Assignment A. List every figure that appears as numerals in the Six Flags article.
Assignment B. According to the Six Flags article, in what year did the Texas Giant open?
Assignment C. From the Six Flags article, quote the passage from "That means the" up to and including "of steel-hybrid rails.".

Page text.
Six Flags Roller Coaster Tragedy Raises Many Legal Questions
The tragic roller coaster death that happened at Six Flags Over Texas on Friday raises many legal questions which may eventually be addressed in the courtroom. If it doesn’t get to the courtroom, it is a safe bet that Six Flags settles with the family.
Rosa Ayala-Goana, 52, died Friday evening at Six Flags in Arlington when she fell out of the legendary Texas Giant roller coaster. Police have so far determined that no criminal activity was involved, so no further police investigation is under way. There are also no Texas or federal agencies charged with investigating amusement park accidents.
That means the question, “Who is to blame for Rosa Ayala-Goana’s death?” will probably be addressed in civil court.
The Texas Giant is Six Flags’ premier attraction — a 14-story-high roller coaster advertised as the tallest steel-hybrid coaster in the world. The ride opened in 1990 as an all-wooden roller coaster; in 2011 it received a $10-million makeover with the installation of steel-hybrid rails.

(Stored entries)
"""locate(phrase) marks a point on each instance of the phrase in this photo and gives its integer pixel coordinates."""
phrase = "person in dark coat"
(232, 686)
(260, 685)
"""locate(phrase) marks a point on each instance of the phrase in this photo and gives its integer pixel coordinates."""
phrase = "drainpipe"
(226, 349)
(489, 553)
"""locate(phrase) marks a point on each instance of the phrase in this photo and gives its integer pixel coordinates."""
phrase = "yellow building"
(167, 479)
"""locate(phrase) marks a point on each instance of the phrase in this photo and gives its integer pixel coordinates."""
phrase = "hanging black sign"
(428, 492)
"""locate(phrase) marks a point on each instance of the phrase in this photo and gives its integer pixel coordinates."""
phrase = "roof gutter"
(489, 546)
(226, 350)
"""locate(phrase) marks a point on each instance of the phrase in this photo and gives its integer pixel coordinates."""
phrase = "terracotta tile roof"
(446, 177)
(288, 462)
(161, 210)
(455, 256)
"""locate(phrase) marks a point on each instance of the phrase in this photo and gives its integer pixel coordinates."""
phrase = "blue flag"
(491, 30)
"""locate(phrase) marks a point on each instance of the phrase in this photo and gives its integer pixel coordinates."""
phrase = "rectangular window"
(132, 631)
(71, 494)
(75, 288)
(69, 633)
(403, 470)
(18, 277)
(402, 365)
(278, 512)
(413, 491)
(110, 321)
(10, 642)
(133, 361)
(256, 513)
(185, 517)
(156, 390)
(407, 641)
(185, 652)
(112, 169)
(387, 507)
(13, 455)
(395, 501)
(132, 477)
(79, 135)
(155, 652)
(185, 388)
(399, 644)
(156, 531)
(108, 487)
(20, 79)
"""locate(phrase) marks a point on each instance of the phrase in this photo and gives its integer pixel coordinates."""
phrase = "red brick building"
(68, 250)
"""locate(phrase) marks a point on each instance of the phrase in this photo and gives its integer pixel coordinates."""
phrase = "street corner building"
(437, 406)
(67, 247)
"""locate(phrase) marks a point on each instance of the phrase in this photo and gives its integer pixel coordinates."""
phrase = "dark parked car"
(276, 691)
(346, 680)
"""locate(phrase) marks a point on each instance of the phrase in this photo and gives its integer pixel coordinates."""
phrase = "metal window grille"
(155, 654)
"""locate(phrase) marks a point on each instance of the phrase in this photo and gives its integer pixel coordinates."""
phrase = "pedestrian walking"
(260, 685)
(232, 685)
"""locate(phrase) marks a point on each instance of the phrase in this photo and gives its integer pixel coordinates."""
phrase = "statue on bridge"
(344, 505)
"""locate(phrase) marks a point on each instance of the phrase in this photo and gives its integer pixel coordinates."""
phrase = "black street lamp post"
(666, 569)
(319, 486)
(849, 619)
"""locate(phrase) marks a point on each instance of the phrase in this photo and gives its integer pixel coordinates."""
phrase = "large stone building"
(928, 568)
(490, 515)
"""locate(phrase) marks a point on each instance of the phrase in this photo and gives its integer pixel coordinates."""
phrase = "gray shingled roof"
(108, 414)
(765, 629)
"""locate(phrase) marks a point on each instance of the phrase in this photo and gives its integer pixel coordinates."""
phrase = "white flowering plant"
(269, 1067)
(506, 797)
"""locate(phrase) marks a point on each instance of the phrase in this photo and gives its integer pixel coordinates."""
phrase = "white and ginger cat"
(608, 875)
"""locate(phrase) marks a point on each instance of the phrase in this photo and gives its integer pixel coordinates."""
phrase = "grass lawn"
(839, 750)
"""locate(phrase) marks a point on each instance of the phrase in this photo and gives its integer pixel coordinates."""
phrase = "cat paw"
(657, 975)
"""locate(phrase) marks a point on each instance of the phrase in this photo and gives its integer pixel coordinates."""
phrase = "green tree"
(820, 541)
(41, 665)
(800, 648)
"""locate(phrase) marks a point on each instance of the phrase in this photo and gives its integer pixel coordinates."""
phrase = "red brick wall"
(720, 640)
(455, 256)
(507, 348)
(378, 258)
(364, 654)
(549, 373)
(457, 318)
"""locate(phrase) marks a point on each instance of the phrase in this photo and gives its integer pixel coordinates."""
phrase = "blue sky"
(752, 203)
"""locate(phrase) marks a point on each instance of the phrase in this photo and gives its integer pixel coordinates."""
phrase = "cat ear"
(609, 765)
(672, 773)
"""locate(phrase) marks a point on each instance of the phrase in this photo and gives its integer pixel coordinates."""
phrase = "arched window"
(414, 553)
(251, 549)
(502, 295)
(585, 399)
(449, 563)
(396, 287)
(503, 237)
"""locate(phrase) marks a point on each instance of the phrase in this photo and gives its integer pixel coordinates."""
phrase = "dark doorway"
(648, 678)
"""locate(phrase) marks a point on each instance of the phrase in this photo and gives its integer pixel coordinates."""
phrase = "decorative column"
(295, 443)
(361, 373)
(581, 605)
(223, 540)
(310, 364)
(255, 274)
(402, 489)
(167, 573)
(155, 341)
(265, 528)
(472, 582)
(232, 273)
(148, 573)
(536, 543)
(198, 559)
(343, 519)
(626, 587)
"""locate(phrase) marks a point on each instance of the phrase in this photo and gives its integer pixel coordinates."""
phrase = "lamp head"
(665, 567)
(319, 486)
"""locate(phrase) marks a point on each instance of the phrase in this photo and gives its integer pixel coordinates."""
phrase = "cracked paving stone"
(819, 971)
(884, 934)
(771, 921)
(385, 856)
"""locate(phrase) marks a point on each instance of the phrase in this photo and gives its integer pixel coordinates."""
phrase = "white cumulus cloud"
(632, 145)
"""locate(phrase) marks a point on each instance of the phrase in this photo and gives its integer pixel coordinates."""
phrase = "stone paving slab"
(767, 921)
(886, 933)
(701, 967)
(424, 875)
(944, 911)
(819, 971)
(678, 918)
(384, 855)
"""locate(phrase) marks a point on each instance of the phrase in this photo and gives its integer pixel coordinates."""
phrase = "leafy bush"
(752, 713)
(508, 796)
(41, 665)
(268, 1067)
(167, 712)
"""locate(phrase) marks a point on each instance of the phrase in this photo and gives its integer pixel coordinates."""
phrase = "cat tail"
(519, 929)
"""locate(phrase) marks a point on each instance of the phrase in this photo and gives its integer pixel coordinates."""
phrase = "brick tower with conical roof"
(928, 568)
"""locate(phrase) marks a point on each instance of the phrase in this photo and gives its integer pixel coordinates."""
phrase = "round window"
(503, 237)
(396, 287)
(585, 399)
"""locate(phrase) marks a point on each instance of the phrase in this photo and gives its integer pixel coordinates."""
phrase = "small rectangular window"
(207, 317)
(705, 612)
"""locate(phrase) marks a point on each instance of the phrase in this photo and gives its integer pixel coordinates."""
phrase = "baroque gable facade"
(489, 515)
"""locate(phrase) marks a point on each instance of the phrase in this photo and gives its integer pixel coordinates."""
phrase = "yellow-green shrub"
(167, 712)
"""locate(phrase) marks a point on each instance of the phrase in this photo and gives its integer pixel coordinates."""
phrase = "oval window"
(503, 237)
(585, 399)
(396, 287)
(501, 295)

Written reply A. 52; 14 (in "14-story-high"); 1990; 2011; $10-million

Written reply B. 1990

Written reply C.
That means the question, “Who is to blame for Rosa Ayala-Goana’s death?” will probably be addressed in civil court.
The Texas Giant is Six Flags’ premier attraction — a 14-story-high roller coaster advertised as the tallest steel-hybrid coaster in the world. The ride opened in 1990 as an all-wooden roller coaster; in 2011 it received a $10-million makeover with the installation of steel-hybrid rails.